— Start Records for this exercise —

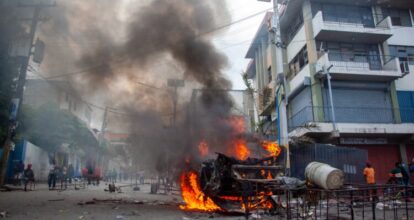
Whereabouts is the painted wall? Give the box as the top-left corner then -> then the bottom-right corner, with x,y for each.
24,141 -> 49,181
395,64 -> 414,91
387,26 -> 414,46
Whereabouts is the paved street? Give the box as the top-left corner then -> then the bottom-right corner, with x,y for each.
0,183 -> 252,220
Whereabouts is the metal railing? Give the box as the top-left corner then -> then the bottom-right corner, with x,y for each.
288,106 -> 408,131
328,52 -> 398,71
320,11 -> 390,29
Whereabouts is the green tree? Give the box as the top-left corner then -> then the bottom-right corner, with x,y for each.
18,103 -> 99,152
0,4 -> 22,144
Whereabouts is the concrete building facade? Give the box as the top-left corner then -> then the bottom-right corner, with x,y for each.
246,0 -> 414,182
23,79 -> 93,126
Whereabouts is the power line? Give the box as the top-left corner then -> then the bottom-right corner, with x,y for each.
27,66 -> 176,117
31,8 -> 272,79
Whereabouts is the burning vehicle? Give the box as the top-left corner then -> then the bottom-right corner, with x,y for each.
180,142 -> 304,213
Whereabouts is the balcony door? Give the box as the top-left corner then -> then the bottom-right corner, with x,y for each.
368,50 -> 382,70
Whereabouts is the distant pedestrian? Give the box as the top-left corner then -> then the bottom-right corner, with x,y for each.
60,166 -> 68,189
68,164 -> 75,184
388,162 -> 404,185
408,158 -> 414,185
47,161 -> 57,190
364,162 -> 375,185
13,160 -> 24,186
23,164 -> 35,191
400,162 -> 410,186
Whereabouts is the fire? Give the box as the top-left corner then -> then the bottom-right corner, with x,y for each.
233,139 -> 250,160
262,141 -> 282,157
198,141 -> 208,157
220,192 -> 273,210
227,117 -> 246,135
180,171 -> 221,212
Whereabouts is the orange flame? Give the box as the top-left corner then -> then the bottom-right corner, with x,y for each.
180,171 -> 222,212
220,192 -> 273,210
198,141 -> 208,157
262,141 -> 282,157
233,139 -> 250,160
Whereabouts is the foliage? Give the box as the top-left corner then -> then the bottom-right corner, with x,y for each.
0,4 -> 21,143
18,103 -> 98,152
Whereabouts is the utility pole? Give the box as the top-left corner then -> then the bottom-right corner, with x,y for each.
0,4 -> 55,186
97,107 -> 108,172
167,79 -> 184,127
258,0 -> 290,175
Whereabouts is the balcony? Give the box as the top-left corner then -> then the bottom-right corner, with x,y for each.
317,52 -> 404,81
288,106 -> 414,138
288,106 -> 398,131
312,11 -> 392,43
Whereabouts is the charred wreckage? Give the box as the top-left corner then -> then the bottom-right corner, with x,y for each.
181,153 -> 414,219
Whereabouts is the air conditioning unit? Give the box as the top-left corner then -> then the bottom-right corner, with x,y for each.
400,61 -> 410,75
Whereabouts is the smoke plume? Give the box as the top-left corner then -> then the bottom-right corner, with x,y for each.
42,0 -> 244,172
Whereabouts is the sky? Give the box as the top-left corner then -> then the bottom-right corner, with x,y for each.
214,0 -> 272,89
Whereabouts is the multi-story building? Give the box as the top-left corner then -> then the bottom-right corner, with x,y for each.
23,79 -> 92,126
246,0 -> 414,182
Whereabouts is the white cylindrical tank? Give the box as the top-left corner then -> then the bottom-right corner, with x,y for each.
305,162 -> 345,189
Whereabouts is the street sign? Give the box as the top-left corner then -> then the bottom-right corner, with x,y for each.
9,35 -> 32,57
9,98 -> 20,121
33,39 -> 45,64
167,79 -> 184,87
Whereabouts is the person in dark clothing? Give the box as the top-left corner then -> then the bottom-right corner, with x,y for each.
14,160 -> 24,186
86,162 -> 95,185
23,164 -> 35,191
399,162 -> 410,186
47,161 -> 57,190
68,164 -> 75,184
389,162 -> 404,185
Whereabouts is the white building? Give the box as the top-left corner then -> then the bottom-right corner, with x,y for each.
23,79 -> 93,126
246,0 -> 414,181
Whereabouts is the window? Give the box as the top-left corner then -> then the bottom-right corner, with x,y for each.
289,46 -> 309,75
390,45 -> 414,65
267,66 -> 272,83
382,8 -> 412,27
316,41 -> 382,70
286,13 -> 303,44
312,3 -> 375,27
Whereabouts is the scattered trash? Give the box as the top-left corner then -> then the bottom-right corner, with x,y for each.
134,200 -> 144,205
0,211 -> 8,218
375,202 -> 384,210
47,199 -> 65,202
127,210 -> 140,216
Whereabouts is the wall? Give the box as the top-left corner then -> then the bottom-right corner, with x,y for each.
355,145 -> 400,184
387,26 -> 414,46
323,81 -> 394,123
395,65 -> 414,91
286,26 -> 306,63
24,141 -> 49,181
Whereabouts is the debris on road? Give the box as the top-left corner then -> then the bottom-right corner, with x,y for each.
47,199 -> 65,202
0,211 -> 8,218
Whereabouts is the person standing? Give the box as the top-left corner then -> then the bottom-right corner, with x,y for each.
23,164 -> 35,191
364,162 -> 378,201
68,164 -> 75,184
389,162 -> 404,185
399,162 -> 410,186
47,161 -> 57,190
364,162 -> 375,185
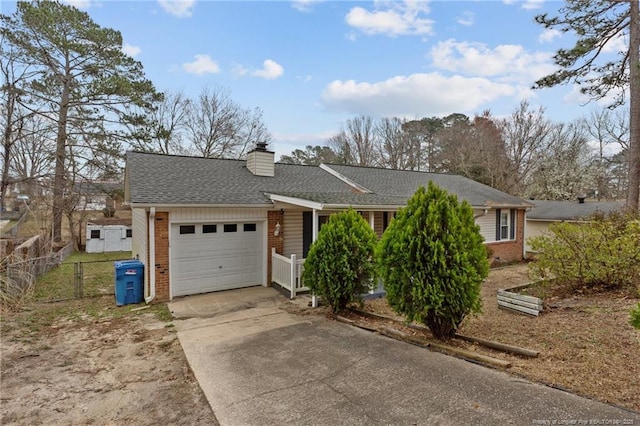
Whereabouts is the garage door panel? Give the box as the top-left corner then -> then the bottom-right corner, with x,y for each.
171,222 -> 263,296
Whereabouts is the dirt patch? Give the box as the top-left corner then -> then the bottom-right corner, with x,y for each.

— End Records for this exercise —

Rewrite every line of the data above as a Markdown table with two columns, "Row" for a running number and "Entry" for the line itself, skipping any blank lines. Leave the pictures out of your answer.

| Row | Entry |
|---|---|
| 1 | Whereabouts is the painted wall? Give the box as the top-left corner then -> then the bottom-right corner, with x,y for each. |
| 2 | 24,141 -> 49,181 |
| 3 | 395,64 -> 414,91 |
| 4 | 387,26 -> 414,46 |
| 5 | Whereabouts is the paved street? Give the box as the top-left corner then -> then the bottom-right corner, with x,y for each. |
| 6 | 0,183 -> 252,220 |
| 7 | Whereabouts is the metal railing? Give the box as the top-left corner then -> then the bottom-right corner, with x,y for each. |
| 8 | 288,106 -> 408,131 |
| 9 | 328,52 -> 398,71 |
| 10 | 320,11 -> 390,29 |
| 11 | Whereabouts is the green tree? Give the box as the top-left corner then -> then the bottom-right corner, with x,y for each. |
| 12 | 18,103 -> 99,152 |
| 13 | 0,4 -> 22,144 |
| 14 | Whereabouts is the concrete building facade? Give the box as the top-left corner then -> then the bottom-right corner, with x,y for each. |
| 15 | 246,0 -> 414,182 |
| 16 | 23,79 -> 93,126 |
| 17 | Whereabouts is the power line? Give the box as the top-left corner then -> then the bottom-right corner, with x,y for each. |
| 18 | 27,66 -> 176,117 |
| 19 | 31,8 -> 272,79 |
| 20 | Whereabouts is the burning vehicle? Give the box as the top-left corner then -> then the bottom-right corner, with x,y for each. |
| 21 | 180,142 -> 304,213 |
| 22 | Whereabouts is the balcony door? Give the box as the top-left corner then -> then the bottom-right corner, with x,y for each. |
| 23 | 368,50 -> 382,70 |
| 24 | Whereabouts is the distant pedestrian? Give the box as the top-left corner then -> then the bottom-right corner, with x,y for each. |
| 25 | 60,166 -> 68,189 |
| 26 | 68,164 -> 75,184 |
| 27 | 388,162 -> 404,185 |
| 28 | 408,158 -> 414,185 |
| 29 | 47,161 -> 57,190 |
| 30 | 364,162 -> 375,185 |
| 31 | 13,160 -> 24,186 |
| 32 | 23,164 -> 35,191 |
| 33 | 400,162 -> 410,186 |
| 34 | Whereabouts is the fire? Give the box as the top-left corner then -> then the bottom-right corner, with x,y for each. |
| 35 | 233,139 -> 250,160 |
| 36 | 262,141 -> 282,157 |
| 37 | 198,141 -> 208,157 |
| 38 | 220,192 -> 273,210 |
| 39 | 227,117 -> 246,135 |
| 40 | 180,171 -> 221,212 |
| 41 | Whereabouts is the orange flame? Give the box as the top-left corner then -> then the bottom-right corner, with x,y for each. |
| 42 | 180,171 -> 222,212 |
| 43 | 220,192 -> 273,210 |
| 44 | 198,141 -> 208,157 |
| 45 | 262,141 -> 282,157 |
| 46 | 233,139 -> 250,160 |
| 47 | Whereabouts is the foliage? Give the box as the top-left corner then -> then the bottom-right corner, with x,y for each. |
| 48 | 0,4 -> 21,143 |
| 49 | 18,103 -> 98,152 |
| 50 | Whereabouts is the utility pole? Give the box as the top-left corner then -> then the bottom-right corner, with x,y for each. |
| 51 | 0,4 -> 55,186 |
| 52 | 97,107 -> 108,172 |
| 53 | 167,79 -> 184,127 |
| 54 | 258,0 -> 290,175 |
| 55 | Whereabouts is the balcony? Give the box as the top-left corner then -> then the bottom-right corner, with x,y for each. |
| 56 | 317,52 -> 404,81 |
| 57 | 288,106 -> 414,138 |
| 58 | 288,106 -> 398,131 |
| 59 | 312,11 -> 392,43 |
| 60 | Whereabouts is the charred wreckage? Give the box as the top-left corner then -> then the bottom-right corner, with x,y for each. |
| 61 | 181,153 -> 414,219 |
| 62 | Whereabouts is the air conditioning unit? Give the box as the top-left corner then -> then the bottom-right corner, with x,y for each. |
| 63 | 400,61 -> 410,75 |
| 64 | Whereabouts is the smoke plume? Give the box as the top-left corner then -> then the bottom-right corner, with x,y for each. |
| 65 | 42,0 -> 244,172 |
| 66 | Whereabouts is the sky? Give the box as the top-left corner then -> then the bottom-right corner, with x,y for each. |
| 67 | 214,0 -> 272,89 |
| 68 | Whereabouts is the multi-story building? Give the box as the top-left corner then -> then the bottom-right corner, with x,y for each. |
| 69 | 23,79 -> 92,126 |
| 70 | 246,0 -> 414,182 |
| 71 | Whereabouts is the white cylindrical tank? Give the box as the top-left corner then -> then the bottom-right corner, with x,y for each. |
| 72 | 305,162 -> 345,189 |
| 73 | Whereabouts is the street sign? Give the box as the top-left corner then -> then the bottom-right corner, with x,y for each. |
| 74 | 9,35 -> 32,57 |
| 75 | 9,98 -> 20,121 |
| 76 | 33,39 -> 45,64 |
| 77 | 167,79 -> 184,87 |
| 78 | Whereabouts is the person in dark clothing? Give the box as the top-left corner then -> then the bottom-right corner, with x,y for each. |
| 79 | 14,160 -> 24,186 |
| 80 | 86,162 -> 95,185 |
| 81 | 23,164 -> 35,191 |
| 82 | 399,162 -> 410,186 |
| 83 | 47,161 -> 57,190 |
| 84 | 68,164 -> 75,184 |
| 85 | 389,162 -> 404,185 |
| 86 | Whereabouts is the white building? Give the box as the top-left corner then -> then the bottom-right corner, with x,y for each. |
| 87 | 23,79 -> 93,126 |
| 88 | 246,0 -> 414,181 |
| 89 | Whereabouts is the window? Give the box as the top-left corner then -> then the bottom-right corner, with x,y for each. |
| 90 | 289,46 -> 309,75 |
| 91 | 390,45 -> 414,65 |
| 92 | 267,66 -> 272,83 |
| 93 | 382,8 -> 412,27 |
| 94 | 316,41 -> 382,70 |
| 95 | 286,13 -> 303,44 |
| 96 | 312,3 -> 375,27 |
| 97 | Whereabouts is the scattered trash? Give the box as the top-left corner then -> then the bottom-right corner, with x,y for each. |
| 98 | 134,200 -> 144,205 |
| 99 | 0,211 -> 8,218 |
| 100 | 375,202 -> 384,210 |
| 101 | 47,199 -> 65,202 |
| 102 | 127,210 -> 140,216 |
| 103 | Whereabouts is the wall? Give the box as the top-left corner then -> then the bottom-right corner, with x,y for each. |
| 104 | 355,145 -> 400,184 |
| 105 | 387,26 -> 414,46 |
| 106 | 323,81 -> 394,123 |
| 107 | 395,65 -> 414,91 |
| 108 | 286,26 -> 306,63 |
| 109 | 24,141 -> 49,181 |
| 110 | Whereabouts is the debris on road? Give the box as the top-left corner then -> then the bottom-right corner, with x,y for each. |
| 111 | 47,199 -> 65,202 |
| 112 | 0,211 -> 8,218 |
| 113 | Whereabouts is the person standing? Give the box as the top-left corner then -> then the bottom-right corner, with x,y for each. |
| 114 | 23,164 -> 35,191 |
| 115 | 364,162 -> 378,201 |
| 116 | 68,164 -> 75,184 |
| 117 | 389,162 -> 404,185 |
| 118 | 399,162 -> 410,186 |
| 119 | 47,161 -> 57,190 |
| 120 | 364,162 -> 375,185 |
| 121 | Whereabouts is the garage door panel? Give the box as the top-left corner then -> then the bottom-right corner, with x,y for each. |
| 122 | 171,222 -> 263,296 |
| 123 | Whereabouts is the dirt patch? Give the box as the top-left corner then -> then the bottom-right corner, with x,y for each. |